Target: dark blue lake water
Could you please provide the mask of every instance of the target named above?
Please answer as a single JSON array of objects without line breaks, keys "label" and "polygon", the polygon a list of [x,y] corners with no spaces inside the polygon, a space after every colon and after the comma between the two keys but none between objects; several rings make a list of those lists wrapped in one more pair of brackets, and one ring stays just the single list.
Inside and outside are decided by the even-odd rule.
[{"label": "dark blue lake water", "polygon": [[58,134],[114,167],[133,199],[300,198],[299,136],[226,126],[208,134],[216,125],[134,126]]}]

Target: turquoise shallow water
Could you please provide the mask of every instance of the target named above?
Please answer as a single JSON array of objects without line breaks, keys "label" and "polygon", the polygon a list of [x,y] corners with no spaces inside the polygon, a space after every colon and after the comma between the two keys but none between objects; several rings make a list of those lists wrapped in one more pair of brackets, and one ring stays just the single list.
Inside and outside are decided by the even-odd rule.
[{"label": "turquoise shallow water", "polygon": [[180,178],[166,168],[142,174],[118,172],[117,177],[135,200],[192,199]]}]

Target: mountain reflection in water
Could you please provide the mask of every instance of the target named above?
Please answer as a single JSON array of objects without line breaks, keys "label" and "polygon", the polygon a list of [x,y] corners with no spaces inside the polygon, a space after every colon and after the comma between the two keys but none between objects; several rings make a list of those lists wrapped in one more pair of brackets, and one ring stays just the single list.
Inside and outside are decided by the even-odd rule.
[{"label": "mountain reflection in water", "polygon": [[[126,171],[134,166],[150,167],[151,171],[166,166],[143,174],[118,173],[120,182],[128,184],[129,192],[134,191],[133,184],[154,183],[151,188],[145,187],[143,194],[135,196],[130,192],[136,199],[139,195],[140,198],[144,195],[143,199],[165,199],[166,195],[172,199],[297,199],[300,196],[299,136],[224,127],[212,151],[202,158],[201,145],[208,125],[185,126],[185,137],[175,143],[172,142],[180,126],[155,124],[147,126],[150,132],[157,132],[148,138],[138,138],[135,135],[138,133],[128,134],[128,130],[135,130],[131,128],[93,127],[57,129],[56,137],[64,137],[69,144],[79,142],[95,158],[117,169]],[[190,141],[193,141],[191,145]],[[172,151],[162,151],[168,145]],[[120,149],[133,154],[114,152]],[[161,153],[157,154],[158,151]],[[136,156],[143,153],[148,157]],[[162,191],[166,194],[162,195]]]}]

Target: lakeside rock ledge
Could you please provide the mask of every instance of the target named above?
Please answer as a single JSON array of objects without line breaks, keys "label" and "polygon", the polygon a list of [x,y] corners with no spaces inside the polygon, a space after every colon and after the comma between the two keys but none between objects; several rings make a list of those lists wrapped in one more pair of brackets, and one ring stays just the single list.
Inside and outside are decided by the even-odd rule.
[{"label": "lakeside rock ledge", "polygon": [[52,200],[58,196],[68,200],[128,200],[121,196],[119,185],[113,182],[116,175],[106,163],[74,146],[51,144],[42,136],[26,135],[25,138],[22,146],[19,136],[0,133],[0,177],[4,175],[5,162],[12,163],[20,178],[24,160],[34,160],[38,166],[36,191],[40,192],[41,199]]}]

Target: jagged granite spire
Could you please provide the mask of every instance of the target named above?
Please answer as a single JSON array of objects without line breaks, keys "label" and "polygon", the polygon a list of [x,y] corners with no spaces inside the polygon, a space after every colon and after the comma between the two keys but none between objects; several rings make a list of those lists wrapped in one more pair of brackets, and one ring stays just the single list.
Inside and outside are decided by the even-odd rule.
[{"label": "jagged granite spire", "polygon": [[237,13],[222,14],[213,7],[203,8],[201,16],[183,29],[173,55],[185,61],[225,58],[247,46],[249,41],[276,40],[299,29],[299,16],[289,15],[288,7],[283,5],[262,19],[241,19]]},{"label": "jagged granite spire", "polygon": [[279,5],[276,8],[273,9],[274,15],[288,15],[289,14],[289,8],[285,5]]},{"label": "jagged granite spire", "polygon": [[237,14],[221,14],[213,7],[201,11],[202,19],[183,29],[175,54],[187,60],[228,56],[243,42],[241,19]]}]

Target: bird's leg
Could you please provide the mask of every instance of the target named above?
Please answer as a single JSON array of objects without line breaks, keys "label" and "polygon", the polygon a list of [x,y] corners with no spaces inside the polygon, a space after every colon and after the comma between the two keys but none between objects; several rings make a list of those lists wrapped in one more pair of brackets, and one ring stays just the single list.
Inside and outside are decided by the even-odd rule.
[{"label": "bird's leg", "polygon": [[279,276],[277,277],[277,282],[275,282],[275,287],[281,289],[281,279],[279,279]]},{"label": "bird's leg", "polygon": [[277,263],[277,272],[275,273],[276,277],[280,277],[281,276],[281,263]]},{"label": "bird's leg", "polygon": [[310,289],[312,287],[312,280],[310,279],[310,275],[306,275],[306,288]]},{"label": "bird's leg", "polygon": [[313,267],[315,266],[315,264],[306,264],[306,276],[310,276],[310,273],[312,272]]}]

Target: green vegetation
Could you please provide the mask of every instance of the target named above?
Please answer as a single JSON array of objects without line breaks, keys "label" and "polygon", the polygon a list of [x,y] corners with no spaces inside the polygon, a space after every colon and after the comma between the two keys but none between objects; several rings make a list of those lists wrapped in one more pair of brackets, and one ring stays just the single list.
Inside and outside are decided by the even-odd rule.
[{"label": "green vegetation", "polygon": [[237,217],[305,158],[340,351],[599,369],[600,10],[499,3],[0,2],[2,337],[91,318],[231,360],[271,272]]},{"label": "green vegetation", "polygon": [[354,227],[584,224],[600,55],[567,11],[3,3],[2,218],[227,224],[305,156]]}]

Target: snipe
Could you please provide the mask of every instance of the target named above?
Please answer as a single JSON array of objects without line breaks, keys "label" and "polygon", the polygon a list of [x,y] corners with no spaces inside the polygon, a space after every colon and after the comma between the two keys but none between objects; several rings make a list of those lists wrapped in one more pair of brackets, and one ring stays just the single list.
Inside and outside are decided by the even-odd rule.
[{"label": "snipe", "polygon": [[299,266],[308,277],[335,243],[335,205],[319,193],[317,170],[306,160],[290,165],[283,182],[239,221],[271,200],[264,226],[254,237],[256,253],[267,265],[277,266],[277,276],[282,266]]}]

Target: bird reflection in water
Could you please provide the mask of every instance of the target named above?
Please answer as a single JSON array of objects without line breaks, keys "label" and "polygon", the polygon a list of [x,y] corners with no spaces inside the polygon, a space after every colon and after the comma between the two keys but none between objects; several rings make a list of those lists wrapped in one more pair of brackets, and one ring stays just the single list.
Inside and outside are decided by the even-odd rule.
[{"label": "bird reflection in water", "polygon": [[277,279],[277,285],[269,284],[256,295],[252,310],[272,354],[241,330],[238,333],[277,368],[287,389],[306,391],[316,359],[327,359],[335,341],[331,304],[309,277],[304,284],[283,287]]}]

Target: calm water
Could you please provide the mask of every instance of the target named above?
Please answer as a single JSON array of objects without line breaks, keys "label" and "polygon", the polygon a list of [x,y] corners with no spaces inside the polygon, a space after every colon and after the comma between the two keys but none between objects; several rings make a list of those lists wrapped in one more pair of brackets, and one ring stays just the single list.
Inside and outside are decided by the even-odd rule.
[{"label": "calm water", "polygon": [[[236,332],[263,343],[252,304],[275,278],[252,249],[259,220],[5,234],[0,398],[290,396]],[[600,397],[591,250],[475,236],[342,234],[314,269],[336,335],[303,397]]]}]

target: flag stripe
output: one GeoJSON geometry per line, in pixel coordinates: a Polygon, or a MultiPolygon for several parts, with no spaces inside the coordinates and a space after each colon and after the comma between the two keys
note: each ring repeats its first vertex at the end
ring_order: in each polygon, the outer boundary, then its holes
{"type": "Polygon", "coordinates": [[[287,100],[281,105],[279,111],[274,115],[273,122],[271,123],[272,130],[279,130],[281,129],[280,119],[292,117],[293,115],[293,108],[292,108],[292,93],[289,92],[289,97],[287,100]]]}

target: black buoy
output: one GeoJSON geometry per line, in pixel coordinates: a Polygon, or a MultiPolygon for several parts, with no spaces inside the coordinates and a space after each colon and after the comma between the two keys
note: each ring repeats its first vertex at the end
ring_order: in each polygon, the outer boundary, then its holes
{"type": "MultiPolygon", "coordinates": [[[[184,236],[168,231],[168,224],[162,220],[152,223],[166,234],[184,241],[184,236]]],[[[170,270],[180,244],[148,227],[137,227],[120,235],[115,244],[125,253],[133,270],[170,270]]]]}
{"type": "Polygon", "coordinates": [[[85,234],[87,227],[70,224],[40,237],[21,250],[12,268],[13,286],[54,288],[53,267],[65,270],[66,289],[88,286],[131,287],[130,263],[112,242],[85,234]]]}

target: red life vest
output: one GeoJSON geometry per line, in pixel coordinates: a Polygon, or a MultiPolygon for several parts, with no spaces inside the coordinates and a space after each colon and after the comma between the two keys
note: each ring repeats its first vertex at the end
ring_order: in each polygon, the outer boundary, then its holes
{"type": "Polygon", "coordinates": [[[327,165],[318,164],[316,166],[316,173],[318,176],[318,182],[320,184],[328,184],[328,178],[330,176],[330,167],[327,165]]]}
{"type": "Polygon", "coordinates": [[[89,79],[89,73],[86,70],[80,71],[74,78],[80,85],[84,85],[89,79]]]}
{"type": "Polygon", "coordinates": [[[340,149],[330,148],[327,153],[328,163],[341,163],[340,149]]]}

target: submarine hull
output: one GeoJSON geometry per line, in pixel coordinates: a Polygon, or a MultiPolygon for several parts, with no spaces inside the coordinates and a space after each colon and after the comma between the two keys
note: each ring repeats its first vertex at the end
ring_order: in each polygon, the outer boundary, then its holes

++++++++++

What is required> Every line above from the line with "target: flag stripe" to the line with "target: red life vest", both included, must be reproduced exactly, and no other line may appear.

Solved problem>
target: flag stripe
output: one GeoJSON geometry per line, in pixel coordinates: a Polygon, or a MultiPolygon for several parts, with no spaces inside the coordinates and a space after each colon and after the comma between the two keys
note: each ring repeats its first vertex at the end
ring_order: in each polygon, the outer boundary, then its holes
{"type": "Polygon", "coordinates": [[[287,100],[281,105],[279,111],[274,115],[273,122],[271,123],[272,130],[279,130],[281,129],[280,119],[292,117],[293,115],[293,108],[292,108],[292,93],[289,92],[289,97],[287,100]]]}

target: black buoy
output: one GeoJSON geometry per line, in pixel coordinates: a Polygon, or a MultiPolygon for several parts, with no spaces inside the coordinates and a space after each colon and after the comma between the two keys
note: each ring repeats its first vertex at the end
ring_order: in each polygon, the outer boundary, then its holes
{"type": "MultiPolygon", "coordinates": [[[[184,236],[168,231],[168,224],[162,220],[152,223],[166,234],[184,241],[184,236]]],[[[170,270],[180,244],[148,227],[137,227],[120,235],[115,244],[125,253],[133,270],[170,270]]]]}
{"type": "Polygon", "coordinates": [[[85,234],[87,227],[70,224],[40,237],[21,250],[12,268],[13,286],[54,288],[53,267],[65,270],[66,289],[88,286],[131,287],[130,263],[112,242],[85,234]]]}

target: red life vest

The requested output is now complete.